■ **EXERCISE INPUT**:
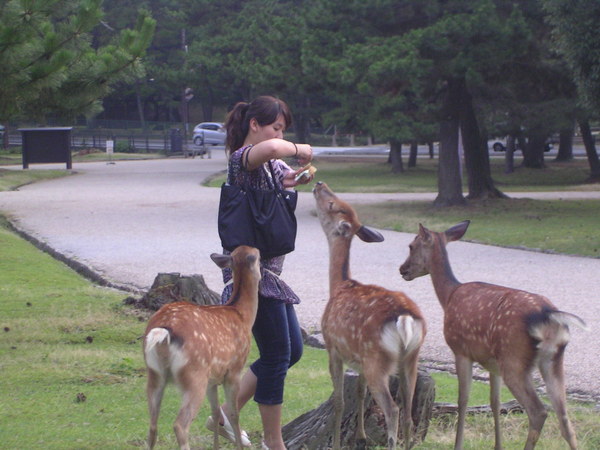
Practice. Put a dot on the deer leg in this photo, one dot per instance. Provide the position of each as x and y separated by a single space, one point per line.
495 385
361 391
155 388
193 388
231 388
520 383
382 396
215 410
407 380
336 371
464 371
379 386
553 373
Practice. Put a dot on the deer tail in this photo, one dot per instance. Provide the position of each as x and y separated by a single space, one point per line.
405 334
155 337
568 319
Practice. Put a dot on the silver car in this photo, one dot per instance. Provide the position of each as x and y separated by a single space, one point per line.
209 133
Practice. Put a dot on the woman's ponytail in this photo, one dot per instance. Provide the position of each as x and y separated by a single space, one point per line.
265 109
236 126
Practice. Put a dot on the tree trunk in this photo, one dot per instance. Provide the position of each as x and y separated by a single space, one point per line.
396 157
565 145
509 157
533 151
412 156
449 176
313 430
477 157
172 287
590 150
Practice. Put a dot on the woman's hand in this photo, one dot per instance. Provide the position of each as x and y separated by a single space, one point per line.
304 154
289 179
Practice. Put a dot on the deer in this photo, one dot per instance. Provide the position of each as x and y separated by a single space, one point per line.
507 331
375 331
202 346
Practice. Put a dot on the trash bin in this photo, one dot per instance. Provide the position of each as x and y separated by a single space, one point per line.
46 145
176 140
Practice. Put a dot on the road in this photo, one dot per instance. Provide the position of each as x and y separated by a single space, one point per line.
130 220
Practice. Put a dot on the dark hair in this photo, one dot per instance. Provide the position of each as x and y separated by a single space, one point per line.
265 109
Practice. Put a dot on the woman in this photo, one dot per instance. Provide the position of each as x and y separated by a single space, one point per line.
255 138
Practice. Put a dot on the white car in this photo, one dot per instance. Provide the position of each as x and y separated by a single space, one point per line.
209 133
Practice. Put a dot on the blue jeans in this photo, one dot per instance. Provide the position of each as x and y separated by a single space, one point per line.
279 340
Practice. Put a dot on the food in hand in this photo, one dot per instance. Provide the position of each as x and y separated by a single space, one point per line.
307 171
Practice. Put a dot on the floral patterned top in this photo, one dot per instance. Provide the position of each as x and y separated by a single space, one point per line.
270 286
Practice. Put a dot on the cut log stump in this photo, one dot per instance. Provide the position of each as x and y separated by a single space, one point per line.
172 287
314 429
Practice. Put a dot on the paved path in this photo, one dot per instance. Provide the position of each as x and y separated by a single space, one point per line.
131 220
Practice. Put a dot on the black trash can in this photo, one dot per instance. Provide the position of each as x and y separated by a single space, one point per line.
46 145
176 141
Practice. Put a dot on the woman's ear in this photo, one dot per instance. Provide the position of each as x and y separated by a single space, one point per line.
253 125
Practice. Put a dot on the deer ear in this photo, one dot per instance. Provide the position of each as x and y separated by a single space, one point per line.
457 231
369 235
344 228
424 233
222 261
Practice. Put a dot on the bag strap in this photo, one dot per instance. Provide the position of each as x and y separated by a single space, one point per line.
275 187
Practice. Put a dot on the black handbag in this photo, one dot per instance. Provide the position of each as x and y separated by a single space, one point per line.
263 219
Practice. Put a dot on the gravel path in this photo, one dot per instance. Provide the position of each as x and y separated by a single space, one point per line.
131 220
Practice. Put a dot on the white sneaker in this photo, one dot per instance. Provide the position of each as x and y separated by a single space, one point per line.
226 430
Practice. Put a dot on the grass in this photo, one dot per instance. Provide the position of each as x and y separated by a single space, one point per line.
70 358
557 226
73 373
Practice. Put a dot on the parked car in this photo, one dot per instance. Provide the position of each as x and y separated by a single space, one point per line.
209 133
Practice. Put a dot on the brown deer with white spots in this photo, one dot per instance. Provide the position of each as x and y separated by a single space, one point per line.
200 347
375 331
508 331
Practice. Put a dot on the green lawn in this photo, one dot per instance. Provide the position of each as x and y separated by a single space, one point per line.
72 369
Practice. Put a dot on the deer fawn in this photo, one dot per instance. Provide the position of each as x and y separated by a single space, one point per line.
506 330
200 347
373 330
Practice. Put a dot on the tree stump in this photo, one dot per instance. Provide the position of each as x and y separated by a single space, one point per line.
172 287
314 429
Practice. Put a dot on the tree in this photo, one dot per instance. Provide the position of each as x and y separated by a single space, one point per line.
577 38
49 64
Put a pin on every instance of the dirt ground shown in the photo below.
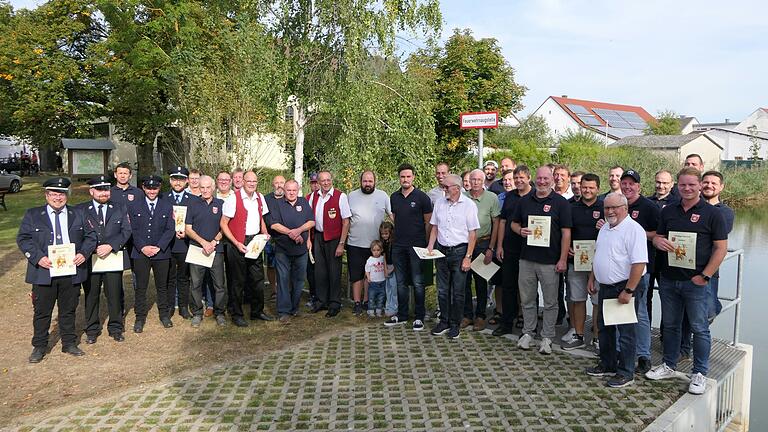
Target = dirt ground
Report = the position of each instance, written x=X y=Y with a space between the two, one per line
x=110 y=367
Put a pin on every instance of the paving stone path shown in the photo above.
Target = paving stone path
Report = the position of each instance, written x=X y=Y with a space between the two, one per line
x=376 y=378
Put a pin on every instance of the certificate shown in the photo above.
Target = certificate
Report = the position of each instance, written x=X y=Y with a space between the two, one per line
x=615 y=313
x=112 y=262
x=255 y=246
x=195 y=255
x=539 y=226
x=583 y=254
x=485 y=271
x=62 y=260
x=423 y=253
x=179 y=216
x=684 y=254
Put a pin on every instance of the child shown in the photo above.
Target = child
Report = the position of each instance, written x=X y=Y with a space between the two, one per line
x=376 y=275
x=385 y=234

■ **GOAL OF THE EXERCISE**:
Each entry, word for word, belongs in your answer; each picture does not.

■ **YOUR RESPONSE**:
Practice. Put a dot on the deer leg in this photo, one dot per instance. Provide the position of each as x and y separated by a single space, one point per line.
495 385
361 391
155 388
193 388
231 388
520 383
382 396
215 410
407 380
336 371
464 371
379 386
553 373
Practice. Put a dot on the deer tail in this photo, one dot per instance. Provide the position of each as x and y separated by a single space, one point per line.
405 334
155 337
568 319
Practice. Put a dot on the silver car in this photo, one dot per instance. Provide the position of each as x and y separated by a single space, one point per line.
209 133
Practice. Put a dot on the woman's ponytail in this photo, one dot per instance. Provide the position of each as x and y separated by a single space, one point per line.
265 109
236 126
Practice. Put a dot on the tree trunk in this photo, one dot per instance. Provide the position of each as x and y separated by a single space, one point per line.
396 157
565 145
509 157
533 151
412 156
449 176
313 430
477 157
172 287
590 150
Practice. Put a dot on the woman's hand in this photo, one dot per instance. Provide the position of each as x and y separated by a single space, one point per line.
304 154
289 179
Practice. Put a dot on the deer in this photo, one dot per instance. Provide the position of each as x and y separated by a single space, one point per line.
507 331
375 331
202 346
Practice. Put a dot on the trash bin in this photo, one dot per instance. Provide the position of each as x and y separated by a single space, one point per line.
46 145
176 140
Practice. Put a dot on the road in this photo, one dot per instance. Provide the position of each as x and y separated by a single space, one point per line.
130 220
Practice. Put a dot on the dark hair in this photo, one dot per instance. Provide the position of each as x and y separated by a single space, one point per line.
265 109
Practice. Put a dot on the woman in this photo, one dot per instance. Provide the position of each as x and y separated by a single space, one point per line.
255 138
Practice. Put a dot on the white car in this photo, one dot per instance. Provide the position of each as x and y separated by a single space, one point per line.
209 133
Practice. Put a dot on the blue jeans in this photo, one dot per instance. Provide the position of each as x and y separated by a single space, one point per line.
279 340
Practice. Put a dot on the food in hand in this photo, one dot per instance. Provide the position of each as x and y separated by a single space, one point per line.
307 171
Practice. Put a dot on the floral patterned top in this photo, one dot per instance. Provide the position of each as x and y separated by a single space, one point per line.
270 286
Practice. Put a dot on the cut log stump in this photo, one dot per instance. Provide the position of each as x and y separated by a single space, one point per line.
172 287
314 429
Practice. Put a dot on the paved path in this photo, one dot per instance. Provide the position of each as x and y separated by a single space, one point per line.
131 220
Practice. Put a dot on the black trash can in this photo, one dot per instance. Provide the position of each as x and y separated by a single space, one point per line.
46 145
176 141
Practice. Put a dot on the woman's ear in this photo, one dot per instance. Provide the position of each as x and y separated by a single space, one point per line.
253 125
Practice. Put a dot on the deer ear in this photo, one dot per instance. Provide the position of each as x and y separated by a single space, one point per line.
457 231
369 235
344 228
424 233
222 261
Practice. Put a dot on the bag strap in this photo, one dot per instance. Provide the position of each as x and y separated by a single space, one point per line.
275 187
Practice. Put a dot on the black handbag in this photo, one dot per instance. Provide the position of each as x and y separated by a single space, one point per line.
263 219
Practice. Put a dot on the gravel path in this photo, one dot per instance. Provide the position of each as x and y separated by a single space, one point per line.
131 220
Practice. Put a dot on the white sneaker in this photo, one dot per instance. Provide the position of each as x and y separated by a single space, one point per line.
226 430
Practice. Put a dot on the grass in this photo, one dot per instance. Provide the position of each as x and y separated by a single space, one point per line.
70 358
557 226
73 373
Practice. Put a dot on the parked car in this photo, one dot per instance. Provide the position of each as x and y separated by a single space, one point per line.
209 133
Practice. Put a dot on the brown deer with white spots in this photo, one dot per instance. Provide the position of each as x and y separated by a single space, one point per line.
200 347
375 331
508 331
Practice. Put a dot on the green lawn in this photo, one dot per instance. Provide the position of each as x and y separated by a single space, one point per line.
72 369
Practice. Put a dot on the deer fawn in this photo, one dot per instance. Provide the position of each as x and y separated by a single space, one point per line.
506 330
200 347
373 330
Practice. Put a dot on the tree stump in this photo, one dot per instance. Provide the position of each as x and y separated by a single space, one point per line.
172 287
314 429
Practice. Put a dot on the tree in this photo, one dot per instance. Provide the position of each as x and y separated by a single space, one point per line.
577 38
49 64
Put a pin on every instance of the dirt ground shown in the photo below.
Target = dirt ground
Report = the position of each instance, written x=X y=Y with a space between the two, one per line
x=110 y=367
Put a pin on every instance of the paving stone path shown in the photo above.
Target = paving stone path
Report = the position of each instance, written x=X y=Y with a space between the two, one per line
x=376 y=378
Put a pin on every instance of the certificate shown in the photo above.
Target = certificate
Report = the position of each instance, written x=X y=Y with a space between the two, one per line
x=615 y=313
x=112 y=262
x=255 y=246
x=195 y=255
x=539 y=226
x=583 y=254
x=485 y=271
x=62 y=260
x=423 y=253
x=179 y=216
x=684 y=254
Put a pin on every instance of the child shown in the photo above.
Target = child
Report = the position of each instance, written x=X y=Y with a space between the two, one per line
x=376 y=275
x=385 y=234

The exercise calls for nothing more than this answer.